## Text for analysis

○ ○ ○ ○ ○ ○ ○

Sequencing data were preprocessed by Fastp for profiling quality status, trimming sequencing adapters and filtering low quality reads [28]. The filtered rdata were than mapped and aligned to the reference human genome, hg19 genome (GRch37) using Burrows Wheeler Aligner after removal of terminal adaptor sequences and low-quality reads. Pileup files for properly paired reads with mapping quality $\geqslant$ 60 were generated using SAMtools. Somatic variants were called using VarScan2 (– min-coverage $=$ 100; – min-varfreq $=$ 0.05; – somatic- $p$ -value $=$ 0.01; – strand-filter $=$ 1; otherwise, default parameters). Variant allele frequencies (VAFs) were calculated for all Q30 bases. Previously identified tumor DNA mutations were intersected with a SAMtools mpileup file generated for each plasma DNA sample, using a custom Python script. The number and frequency were then calculated for each mutation. To detect mutations from plasma DNA without tumor DNA present, a mutation was called if $\geqslant$ 4 mutant reads were found in plasma with $\geqslant$ 1 read on each strand. No mutant reads were observed in matched genomic DNA from white blood cells.

Figure 1.

Patient enrolment and study overview.

Figure 2.

The yield of pre and post-operative cfDNA.

2.4 Statistical analysis

Differences in the sensitivity between ctDNA and CEA and between colon cancer and rectal cancer were assessed using the Fisher’s exact test. Correlation analyses between ctDNA status and clinical characteristics were evaluated using the Spearman’s coefficient of correlations. Hazard rations (HRs) were estimated using univariate Cox proportional hazard models. The two-tailed $p$ value $<$ 0.05 was considered to indicate significant differences for all statistical analyses.

3. Results

3.1 Patient characteristics

From September 2016 to May 2019, 43 CRC patients were prospectively enrolled at the Department of Gastrointestinal Surgery of the Shenzhen People’s Hospital in China. Patient characteristics and tumor features are summarized in Table 1 and Supplemental Table 2. The average age of patients was 58 and 53.5% patients were male. All eligible patients had histologically confirmed adenocarcinoma of the colon (67.4%) or rectum (32.6%) with stage I, II, III, and IV, and 39 (90.7%) of patients were moderately differentiated. All 43 patients underwent radical resection (R0 resection) and 29 (67.4%) patients received adjuvant chemotherapy at their clinician’s discretion. According to clinical and pathological features, 27 (62.8%) patients were identified with a high recurrence risk. By the end of 30 June 2019, the median follow-up time was 120 weeks (range, 7–146 weeks). At the end of follow-up, five patients (12.2%) experienced recurrence and of two (4.9%) died of disease progression. Patient enrolment and the study overview are presented in Fig. 1.

○ ○ ○ ○ ○ ○ ○

## Extracted data
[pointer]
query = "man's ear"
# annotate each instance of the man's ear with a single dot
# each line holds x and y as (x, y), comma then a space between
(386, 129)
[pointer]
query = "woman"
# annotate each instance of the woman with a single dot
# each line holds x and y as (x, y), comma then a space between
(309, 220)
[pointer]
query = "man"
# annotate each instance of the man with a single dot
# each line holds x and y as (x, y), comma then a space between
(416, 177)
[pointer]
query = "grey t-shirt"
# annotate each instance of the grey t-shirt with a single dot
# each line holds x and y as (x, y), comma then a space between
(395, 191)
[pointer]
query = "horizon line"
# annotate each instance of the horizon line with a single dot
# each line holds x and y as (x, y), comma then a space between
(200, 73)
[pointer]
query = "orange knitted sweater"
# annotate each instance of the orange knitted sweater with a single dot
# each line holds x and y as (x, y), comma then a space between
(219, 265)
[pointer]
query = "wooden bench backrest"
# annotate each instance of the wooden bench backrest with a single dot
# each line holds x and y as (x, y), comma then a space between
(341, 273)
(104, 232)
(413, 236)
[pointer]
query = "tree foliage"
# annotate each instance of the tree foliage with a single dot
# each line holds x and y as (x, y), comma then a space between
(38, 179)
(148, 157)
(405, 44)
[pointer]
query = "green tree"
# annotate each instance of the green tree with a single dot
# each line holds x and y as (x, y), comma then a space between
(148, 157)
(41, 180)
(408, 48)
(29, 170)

○ ○ ○ ○ ○ ○ ○

## Required work
Continue the passage on the colorectal cancer ctDNA study from its last sentence, in the same technical register.

## Response box
Figure 3.

Mutation statistics of tumor samples and preoperative plasma from 43 patients with CRC. The colored boxes indicate where the mutations were detected in tumor tissues, and the triangles where the mutations were detected in preoperative plasma ctDNA.

3.2 cfDNA yield in preoperative and postoperative plasma

The median cfDNA yield in properative and postoperative plasma was 7.50 ng and 7.64 ng per mL plasma, range from 1.8 ng to 73.8 ng and from 1.8 ng to 117.2 ng. There were neither correlation ( $p=$ 0.988) nor significant difference ( $p=$ 0.717) between them. The yield of properative cfDNA showed an increasing trend alone with tumor stage I, II and III (Fig. 2A). However, there did not show the same trend in stage IV, which possibly due to the small sample size. The yield of postperative cfDNA didn’t show any trend (Fig. 2B).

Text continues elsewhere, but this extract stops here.